Marijuana first earned recognition as an intoxicant in the 1920s and 1930s. During this time, exaggerated accounts of violent crimes allegedly committed by immigrants intoxicated by marijuana became popularized by tabloid newspapers and the newly formed Federal Bureau of Narcotics. Congress approved the "Marihuana Tax Act of 1937" based almost entirely on this propaganda and misinformation. Despite 60 years of criminal prohibition, nearly 70 million Americans have smoked marijuana at some time in their lives. Of these, 18 million have smoked marijuana within the last year, and ten million are regular marijuana smokers. Presently, law enforcement arrests a marijuana smoker every 45 seconds. Your tax dollars at work. Because of harsh federal and state penalties, marijuana offenders today may be sentenced to lengthy jail terms. In some instances (growing in frequency) possessors of certain amounts of marijuana receive longer, harsher penalties than those convicted of homicide, rape, assault and other violent crimes. When did the impetus of drug laws go from serving as deterrent to users to prevention of freedom to do so? Even those who avoid incarceration are subject to an array of additional punishments, including loss of driver's license (even where the offense is not driving related), loss of occupational license, loss of child custody, loss of federal benefits, and removal from public housing. Under state and federal forfeiture laws, many suspected marijuana offenders lose their cars, cash, boats, land, business equipment, and houses. Eighty percent of the individuals whose assets are seized are never charged with a crime. In addition, most Americans do not want to spend scarce public funds incarcerating nonviolent marijuana offenders, at a cost of $23,000 per year per person. Politicians must reconsider our country's priorities and attach more importance to combating violent crime and terrorism than targeting marijuana smokers.

And why don't hear about this from civil liberties groups? Marijuana prohibition disproportionately impacts minorities. Blacks and Hispanics are over-represented both in the numbers of arrests and in the numbers of marijuana offenders incarcerated. Blacks and Hispanics make up 20 percent of the marijuana smokers in the United States, but comprise 58 percent of the marijuana offenders sentenced under federal law last year. Paging Reverend Sharpton.

Dataset entries:
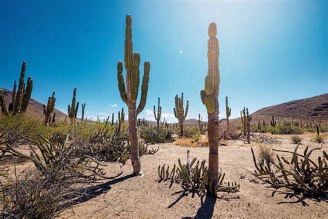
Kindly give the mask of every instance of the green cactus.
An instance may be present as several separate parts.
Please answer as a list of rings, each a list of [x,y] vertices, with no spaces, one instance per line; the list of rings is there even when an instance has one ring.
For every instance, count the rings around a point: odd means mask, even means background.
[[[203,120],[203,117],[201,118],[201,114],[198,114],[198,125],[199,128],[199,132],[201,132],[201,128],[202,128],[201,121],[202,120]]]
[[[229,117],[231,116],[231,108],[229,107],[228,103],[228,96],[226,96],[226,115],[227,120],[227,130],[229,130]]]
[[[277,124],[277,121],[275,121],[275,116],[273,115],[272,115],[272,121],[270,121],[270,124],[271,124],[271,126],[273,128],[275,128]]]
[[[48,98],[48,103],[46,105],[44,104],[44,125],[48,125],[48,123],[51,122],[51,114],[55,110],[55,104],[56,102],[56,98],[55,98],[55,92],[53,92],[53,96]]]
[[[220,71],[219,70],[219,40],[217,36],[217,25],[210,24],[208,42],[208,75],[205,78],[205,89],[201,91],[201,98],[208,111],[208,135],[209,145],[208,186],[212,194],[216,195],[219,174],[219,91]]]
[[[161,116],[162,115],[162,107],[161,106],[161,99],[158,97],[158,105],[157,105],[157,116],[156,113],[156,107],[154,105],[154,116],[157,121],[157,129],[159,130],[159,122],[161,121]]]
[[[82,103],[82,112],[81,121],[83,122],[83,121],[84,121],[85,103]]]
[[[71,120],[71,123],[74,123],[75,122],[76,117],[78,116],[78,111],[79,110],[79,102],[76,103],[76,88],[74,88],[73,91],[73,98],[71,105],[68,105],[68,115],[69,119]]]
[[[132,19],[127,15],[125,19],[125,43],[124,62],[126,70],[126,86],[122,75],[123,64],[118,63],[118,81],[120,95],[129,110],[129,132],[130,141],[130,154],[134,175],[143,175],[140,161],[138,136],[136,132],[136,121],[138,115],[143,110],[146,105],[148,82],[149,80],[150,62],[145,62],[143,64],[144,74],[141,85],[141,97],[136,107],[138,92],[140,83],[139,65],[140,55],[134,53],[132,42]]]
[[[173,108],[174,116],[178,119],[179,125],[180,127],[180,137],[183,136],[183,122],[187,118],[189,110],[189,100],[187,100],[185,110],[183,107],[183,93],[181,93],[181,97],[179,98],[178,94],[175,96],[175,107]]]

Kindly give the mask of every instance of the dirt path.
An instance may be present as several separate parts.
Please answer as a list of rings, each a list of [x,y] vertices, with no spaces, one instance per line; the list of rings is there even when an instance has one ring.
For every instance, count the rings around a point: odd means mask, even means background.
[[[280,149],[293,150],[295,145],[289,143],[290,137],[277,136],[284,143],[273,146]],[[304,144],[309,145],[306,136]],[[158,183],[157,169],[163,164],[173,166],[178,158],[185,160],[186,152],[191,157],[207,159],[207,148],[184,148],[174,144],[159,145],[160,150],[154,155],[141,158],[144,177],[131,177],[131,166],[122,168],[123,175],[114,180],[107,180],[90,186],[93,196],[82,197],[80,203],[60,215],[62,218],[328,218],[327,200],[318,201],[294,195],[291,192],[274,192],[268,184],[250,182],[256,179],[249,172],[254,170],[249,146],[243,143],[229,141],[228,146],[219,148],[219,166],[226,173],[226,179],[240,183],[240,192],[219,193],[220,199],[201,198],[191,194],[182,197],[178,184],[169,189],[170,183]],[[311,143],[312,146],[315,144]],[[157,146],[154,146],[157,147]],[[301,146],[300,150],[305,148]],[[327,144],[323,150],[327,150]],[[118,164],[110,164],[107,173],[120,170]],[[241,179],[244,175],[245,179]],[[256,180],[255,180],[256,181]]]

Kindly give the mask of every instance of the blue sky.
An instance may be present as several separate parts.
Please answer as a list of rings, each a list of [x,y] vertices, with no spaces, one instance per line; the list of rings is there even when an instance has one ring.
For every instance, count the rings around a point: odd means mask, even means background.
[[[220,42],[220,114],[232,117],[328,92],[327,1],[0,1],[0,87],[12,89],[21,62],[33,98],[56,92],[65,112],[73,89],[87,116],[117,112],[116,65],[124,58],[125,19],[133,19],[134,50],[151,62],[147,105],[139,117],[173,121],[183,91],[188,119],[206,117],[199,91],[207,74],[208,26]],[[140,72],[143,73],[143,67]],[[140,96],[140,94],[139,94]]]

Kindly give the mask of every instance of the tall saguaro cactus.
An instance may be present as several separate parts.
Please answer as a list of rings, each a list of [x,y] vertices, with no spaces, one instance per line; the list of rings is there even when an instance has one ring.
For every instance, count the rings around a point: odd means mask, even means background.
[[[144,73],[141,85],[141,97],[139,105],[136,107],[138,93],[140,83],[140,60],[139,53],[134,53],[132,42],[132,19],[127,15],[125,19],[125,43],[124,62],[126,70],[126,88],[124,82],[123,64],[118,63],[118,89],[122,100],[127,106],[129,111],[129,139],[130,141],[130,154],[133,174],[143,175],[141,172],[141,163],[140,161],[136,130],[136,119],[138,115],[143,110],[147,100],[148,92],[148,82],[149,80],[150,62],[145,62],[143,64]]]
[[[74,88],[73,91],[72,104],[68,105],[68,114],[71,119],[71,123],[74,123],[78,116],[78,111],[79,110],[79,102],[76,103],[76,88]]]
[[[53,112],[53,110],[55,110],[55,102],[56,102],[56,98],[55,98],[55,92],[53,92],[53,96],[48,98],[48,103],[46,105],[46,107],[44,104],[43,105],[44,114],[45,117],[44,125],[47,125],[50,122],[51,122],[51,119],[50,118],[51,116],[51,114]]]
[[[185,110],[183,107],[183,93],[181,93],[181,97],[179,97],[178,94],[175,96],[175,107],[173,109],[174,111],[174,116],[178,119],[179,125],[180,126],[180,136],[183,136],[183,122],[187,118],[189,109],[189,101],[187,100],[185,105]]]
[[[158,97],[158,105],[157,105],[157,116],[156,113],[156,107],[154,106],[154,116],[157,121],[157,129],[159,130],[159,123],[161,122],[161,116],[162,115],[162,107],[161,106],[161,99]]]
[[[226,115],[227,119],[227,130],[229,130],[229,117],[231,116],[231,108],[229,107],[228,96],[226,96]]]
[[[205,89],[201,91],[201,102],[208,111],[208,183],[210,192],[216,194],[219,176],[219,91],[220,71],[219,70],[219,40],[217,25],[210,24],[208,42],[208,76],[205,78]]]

* Questions
**1)** According to the passage on marijuana prohibition, what share of individuals whose assets are seized are never charged with a crime?
**2)** Repeat the stretch of the passage on marijuana prohibition from "And why don't" through "Paging Reverend Sharpton." without any changes.

* Written responses
**1)** Eighty percent.

**2)**
And why don't hear about this from civil liberties groups? Marijuana prohibition disproportionately impacts minorities. Blacks and Hispanics are over-represented both in the numbers of arrests and in the numbers of marijuana offenders incarcerated. Blacks and Hispanics make up 20 percent of the marijuana smokers in the United States, but comprise 58 percent of the marijuana offenders sentenced under federal law last year. Paging Reverend Sharpton.